• EXERCISE DESCRIPTION: Convert the items below into a two-column CSV with the header "text,answer", one row per item: the item's text goes in the text column and its answer in the answer column. Enclose each field in double quotes and replace line breaks with spaces.

[Rows from a box-labeling dataset]

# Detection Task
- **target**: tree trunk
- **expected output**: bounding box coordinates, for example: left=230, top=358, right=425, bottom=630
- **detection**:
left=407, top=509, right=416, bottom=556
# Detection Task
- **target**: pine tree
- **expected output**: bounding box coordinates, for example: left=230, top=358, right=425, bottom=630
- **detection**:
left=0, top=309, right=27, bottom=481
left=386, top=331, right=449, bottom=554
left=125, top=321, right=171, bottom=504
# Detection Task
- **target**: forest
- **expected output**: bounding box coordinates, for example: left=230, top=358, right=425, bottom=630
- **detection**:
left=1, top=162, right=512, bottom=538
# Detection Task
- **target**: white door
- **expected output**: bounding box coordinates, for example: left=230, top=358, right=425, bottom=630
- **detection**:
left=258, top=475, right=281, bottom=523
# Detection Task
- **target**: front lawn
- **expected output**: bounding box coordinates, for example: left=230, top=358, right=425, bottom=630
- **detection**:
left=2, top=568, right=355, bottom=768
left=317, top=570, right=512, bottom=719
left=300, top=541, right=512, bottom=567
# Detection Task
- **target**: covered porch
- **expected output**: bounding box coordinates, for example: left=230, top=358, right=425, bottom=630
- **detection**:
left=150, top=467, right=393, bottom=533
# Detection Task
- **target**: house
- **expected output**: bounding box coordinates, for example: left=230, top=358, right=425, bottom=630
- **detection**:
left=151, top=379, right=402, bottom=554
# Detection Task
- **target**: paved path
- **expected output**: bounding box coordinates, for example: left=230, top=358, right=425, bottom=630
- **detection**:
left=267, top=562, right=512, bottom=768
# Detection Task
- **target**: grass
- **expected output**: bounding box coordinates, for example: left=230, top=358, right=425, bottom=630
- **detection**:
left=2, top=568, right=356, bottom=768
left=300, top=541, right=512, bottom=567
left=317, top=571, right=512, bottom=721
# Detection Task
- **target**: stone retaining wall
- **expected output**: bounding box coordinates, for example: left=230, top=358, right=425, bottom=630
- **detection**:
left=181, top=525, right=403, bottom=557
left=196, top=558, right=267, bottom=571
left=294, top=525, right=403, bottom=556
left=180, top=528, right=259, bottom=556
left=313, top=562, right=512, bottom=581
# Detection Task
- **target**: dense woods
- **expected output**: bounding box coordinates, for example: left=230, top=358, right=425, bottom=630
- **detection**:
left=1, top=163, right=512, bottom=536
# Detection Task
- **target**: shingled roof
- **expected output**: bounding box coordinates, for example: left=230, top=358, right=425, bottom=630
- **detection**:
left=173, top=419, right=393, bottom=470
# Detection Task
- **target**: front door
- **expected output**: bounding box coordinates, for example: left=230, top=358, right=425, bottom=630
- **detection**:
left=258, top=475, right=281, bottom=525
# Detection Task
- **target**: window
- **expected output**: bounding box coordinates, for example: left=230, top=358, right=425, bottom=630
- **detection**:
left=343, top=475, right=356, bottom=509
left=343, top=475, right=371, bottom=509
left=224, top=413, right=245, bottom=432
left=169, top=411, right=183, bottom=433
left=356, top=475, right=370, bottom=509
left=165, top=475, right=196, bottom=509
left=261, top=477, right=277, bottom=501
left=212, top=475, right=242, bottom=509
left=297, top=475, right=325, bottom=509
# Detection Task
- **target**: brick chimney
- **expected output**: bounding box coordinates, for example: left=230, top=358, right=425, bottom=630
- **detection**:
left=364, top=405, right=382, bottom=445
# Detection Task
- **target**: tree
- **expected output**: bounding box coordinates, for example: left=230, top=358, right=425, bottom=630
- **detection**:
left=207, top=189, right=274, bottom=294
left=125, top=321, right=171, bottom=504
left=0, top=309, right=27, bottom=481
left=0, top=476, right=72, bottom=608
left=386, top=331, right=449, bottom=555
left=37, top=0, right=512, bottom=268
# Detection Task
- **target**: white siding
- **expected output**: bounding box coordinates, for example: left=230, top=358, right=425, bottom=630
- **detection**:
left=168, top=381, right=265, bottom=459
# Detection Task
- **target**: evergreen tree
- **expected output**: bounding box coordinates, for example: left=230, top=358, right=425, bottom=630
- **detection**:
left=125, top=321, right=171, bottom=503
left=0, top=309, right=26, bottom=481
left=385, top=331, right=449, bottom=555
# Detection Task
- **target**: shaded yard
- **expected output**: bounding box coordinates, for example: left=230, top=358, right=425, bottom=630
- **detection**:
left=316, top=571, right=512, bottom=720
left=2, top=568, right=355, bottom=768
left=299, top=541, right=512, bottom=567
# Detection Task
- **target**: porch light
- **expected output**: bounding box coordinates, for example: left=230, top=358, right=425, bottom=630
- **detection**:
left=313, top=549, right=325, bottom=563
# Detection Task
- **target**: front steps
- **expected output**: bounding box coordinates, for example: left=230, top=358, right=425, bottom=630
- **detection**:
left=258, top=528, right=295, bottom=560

• FINAL RESULT:
text,answer
"# Detection Task - **target**: tree trunk - **expected output**: bounding box coordinates, for example: left=230, top=358, right=425, bottom=630 - **detection**:","left=407, top=509, right=416, bottom=556"
"# Detection Task - **target**: pine tree - **expected output**: bounding box coordinates, for example: left=230, top=358, right=425, bottom=630 - **detection**:","left=0, top=309, right=27, bottom=481 left=386, top=331, right=449, bottom=554 left=125, top=321, right=171, bottom=504"
"# Detection Task - **target**: forest - **expected output**: bounding box coordinates, for example: left=230, top=358, right=425, bottom=630 - **detection**:","left=1, top=162, right=512, bottom=538"
"# Detection Task - **target**: white door - **expected output**: bounding box coordinates, for example: left=230, top=358, right=425, bottom=630 - **detection**:","left=258, top=475, right=281, bottom=523"
"# Detection Task - **target**: front lawn - **expected output**: bounding box coordinates, for example: left=230, top=358, right=425, bottom=630 - **detection**:","left=2, top=568, right=355, bottom=768 left=317, top=570, right=512, bottom=719 left=300, top=541, right=512, bottom=567"
"# Detection Task - **target**: covered porch - **expected output**: bounding box coordinates, for example: left=230, top=358, right=425, bottom=630 - **detection**:","left=150, top=467, right=393, bottom=533"
"# Detection Task - **target**: house - **expected output**: bounding box coordinates, for example: left=230, top=358, right=425, bottom=630 - **detection**:","left=151, top=379, right=402, bottom=554"
"# Detection Task - **target**: paved path - **expected output**: bounding box coordinates, for example: left=230, top=358, right=425, bottom=630 - **detection**:","left=267, top=562, right=512, bottom=768"
"# Detection Task - **target**: grass - **expected output**: bounding box coordinates, for example: left=230, top=358, right=425, bottom=630 - **detection**:","left=2, top=568, right=356, bottom=768 left=300, top=541, right=512, bottom=567 left=317, top=571, right=512, bottom=721"
"# Detection Task - **target**: stone retaining wall - **expected output**: bounding box coordinates, for example: left=230, top=358, right=425, bottom=630 - **detection**:","left=181, top=525, right=403, bottom=557 left=196, top=558, right=267, bottom=571 left=294, top=525, right=403, bottom=556 left=180, top=528, right=259, bottom=556 left=313, top=562, right=512, bottom=581"
"# Detection Task - **target**: dense woods - **expected output**: bounding box coordinates, for example: left=230, top=358, right=425, bottom=630 - **detection**:","left=1, top=163, right=512, bottom=536"
"# Detection Task - **target**: shingled roof - **expected output**: bounding box coordinates, for example: left=230, top=358, right=425, bottom=630 - **detection**:","left=173, top=419, right=393, bottom=470"
"# Detection Task - **target**: front door - **expected output**: bounding box coordinates, for example: left=230, top=358, right=425, bottom=630 - **detection**:","left=258, top=475, right=281, bottom=525"
"# Detection Task - **target**: window - **expected output**: bounding box coordinates, for example: left=230, top=358, right=425, bottom=630 - **detection**:","left=343, top=475, right=356, bottom=509 left=343, top=475, right=371, bottom=509 left=224, top=413, right=245, bottom=432 left=169, top=411, right=183, bottom=433 left=356, top=475, right=370, bottom=509 left=165, top=475, right=196, bottom=509 left=261, top=477, right=277, bottom=501 left=212, top=475, right=242, bottom=509 left=297, top=475, right=325, bottom=509"
"# Detection Task - **target**: brick chimney - **expected output**: bounding box coordinates, for example: left=230, top=358, right=425, bottom=630 - **detection**:","left=364, top=405, right=382, bottom=445"
"# Detection Task - **target**: tree - **expected output**: bounding box coordinates, for example: left=230, top=358, right=425, bottom=630 - **detection**:","left=207, top=189, right=274, bottom=294 left=125, top=321, right=171, bottom=504 left=0, top=309, right=27, bottom=481 left=0, top=476, right=72, bottom=608 left=386, top=331, right=449, bottom=555 left=37, top=0, right=512, bottom=268"
"# Detection Task - **target**: white siding - **expected output**: bounding box coordinates, for example: left=230, top=358, right=425, bottom=630 - **detection**:","left=168, top=381, right=265, bottom=459"
"# Detection Task - **target**: evergreen tree - **expected output**: bounding box coordinates, for example: left=230, top=358, right=425, bottom=630 - **detection**:","left=125, top=321, right=171, bottom=503 left=0, top=309, right=26, bottom=481 left=385, top=331, right=449, bottom=555"
"# Detection Task - **target**: shaded yard - **expected output**: bounding box coordinates, for example: left=230, top=358, right=425, bottom=630 - **detection**:","left=316, top=571, right=512, bottom=720 left=2, top=568, right=355, bottom=768 left=299, top=541, right=512, bottom=567"
"# Detection Task - **target**: porch light - **expected output**: bounding box coordinates, for example: left=230, top=358, right=425, bottom=630 - **detection**:","left=313, top=549, right=325, bottom=563"
"# Detection Task - **target**: front steps - **expected output**: bounding box coordinates, for example: left=230, top=358, right=425, bottom=630 - **detection**:","left=258, top=528, right=295, bottom=560"